Rows of box annotation data
┌──
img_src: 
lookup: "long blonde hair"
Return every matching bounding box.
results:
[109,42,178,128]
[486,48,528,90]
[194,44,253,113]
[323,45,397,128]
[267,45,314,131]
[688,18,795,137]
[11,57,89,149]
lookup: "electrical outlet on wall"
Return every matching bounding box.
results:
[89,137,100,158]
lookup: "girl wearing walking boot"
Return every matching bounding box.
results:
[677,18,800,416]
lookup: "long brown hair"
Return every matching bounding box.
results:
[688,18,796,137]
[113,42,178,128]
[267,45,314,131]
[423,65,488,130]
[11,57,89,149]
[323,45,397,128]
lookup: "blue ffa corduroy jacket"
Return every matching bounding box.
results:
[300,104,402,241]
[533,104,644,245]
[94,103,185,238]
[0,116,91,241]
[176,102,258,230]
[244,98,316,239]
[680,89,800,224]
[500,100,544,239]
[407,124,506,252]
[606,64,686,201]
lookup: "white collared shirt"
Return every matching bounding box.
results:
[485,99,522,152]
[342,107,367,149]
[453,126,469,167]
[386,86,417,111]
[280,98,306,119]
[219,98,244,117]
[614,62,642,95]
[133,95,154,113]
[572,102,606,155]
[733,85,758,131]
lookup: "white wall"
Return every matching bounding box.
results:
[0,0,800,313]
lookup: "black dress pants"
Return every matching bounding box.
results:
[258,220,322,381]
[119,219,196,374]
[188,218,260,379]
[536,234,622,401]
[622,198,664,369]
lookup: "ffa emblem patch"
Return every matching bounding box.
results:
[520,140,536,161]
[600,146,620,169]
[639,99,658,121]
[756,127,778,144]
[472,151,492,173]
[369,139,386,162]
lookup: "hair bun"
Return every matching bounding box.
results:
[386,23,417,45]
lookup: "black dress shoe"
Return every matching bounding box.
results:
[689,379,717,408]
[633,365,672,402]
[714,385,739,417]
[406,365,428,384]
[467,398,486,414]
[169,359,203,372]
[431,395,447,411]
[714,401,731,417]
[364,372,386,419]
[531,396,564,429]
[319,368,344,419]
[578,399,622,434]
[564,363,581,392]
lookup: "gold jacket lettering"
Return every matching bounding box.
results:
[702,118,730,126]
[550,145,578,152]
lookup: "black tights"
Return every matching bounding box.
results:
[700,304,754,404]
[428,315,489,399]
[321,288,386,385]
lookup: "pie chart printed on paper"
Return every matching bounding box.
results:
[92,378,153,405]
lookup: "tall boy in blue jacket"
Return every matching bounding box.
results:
└──
Copy out the data shown above without altering anything.

img_src: 
lookup: "long blonde hair"
Return every matching bounding box.
results:
[109,42,178,128]
[486,48,528,90]
[194,44,253,113]
[323,45,397,128]
[267,45,314,131]
[688,18,795,137]
[11,57,89,149]
lookup: "electrical outlet on wall"
Return every matching bounding box.
results:
[89,137,100,158]
lookup: "girl wearing walking boot"
Return every matching bounding box.
results:
[677,18,800,416]
lookup: "long brown hair"
Return every matching bounding box.
results:
[688,18,796,137]
[113,42,178,128]
[267,45,314,131]
[423,65,488,130]
[11,57,89,149]
[323,45,397,128]
lookup: "blue ffa corduroy jacket"
Return every matching bounding box.
results:
[300,104,402,241]
[533,104,644,245]
[94,103,185,238]
[0,116,91,241]
[176,102,258,230]
[244,98,316,239]
[680,89,800,224]
[500,100,544,239]
[407,124,506,252]
[606,64,686,201]
lookup: "white collared shirt"
Return every matching bounding box.
results:
[485,99,522,152]
[342,107,367,149]
[453,126,469,167]
[386,86,417,111]
[280,98,306,119]
[219,98,244,117]
[614,62,642,95]
[133,95,154,113]
[572,102,606,155]
[733,85,758,131]
lookup: "white wall"
Return every matching bounding box.
results:
[0,0,800,313]
lookup: "black dress pants"
Return every matching bounding box.
results:
[258,220,322,381]
[119,219,196,374]
[188,218,260,379]
[536,234,622,401]
[622,198,664,369]
lookup: "ffa emblem patch"
Return every matching bounding box.
results:
[520,140,536,161]
[600,146,620,169]
[639,99,658,121]
[756,127,778,144]
[472,151,492,173]
[369,139,386,162]
lookup: "hair bun"
Return every matching bounding box.
results:
[386,23,417,45]
lookup: "black dress shoe"
Return every matching bounding box.
results:
[689,379,717,408]
[633,365,672,402]
[714,385,739,417]
[406,365,428,384]
[467,398,486,414]
[169,359,203,372]
[431,395,447,411]
[714,401,731,417]
[364,372,386,419]
[531,396,564,429]
[319,368,344,419]
[578,399,622,434]
[564,363,581,392]
lookup: "gold jacket lettering"
Return every matching bounding box.
results:
[702,118,730,126]
[550,145,578,152]
lookup: "black tights"
Return every matching bounding box.
results:
[700,304,754,404]
[428,315,489,399]
[321,288,386,385]
lookup: "pie chart printed on paper"
Return every matching bounding box.
results:
[92,378,153,405]
lookup: "tall boy in blue jacket"
Return every matching bounding box.
results:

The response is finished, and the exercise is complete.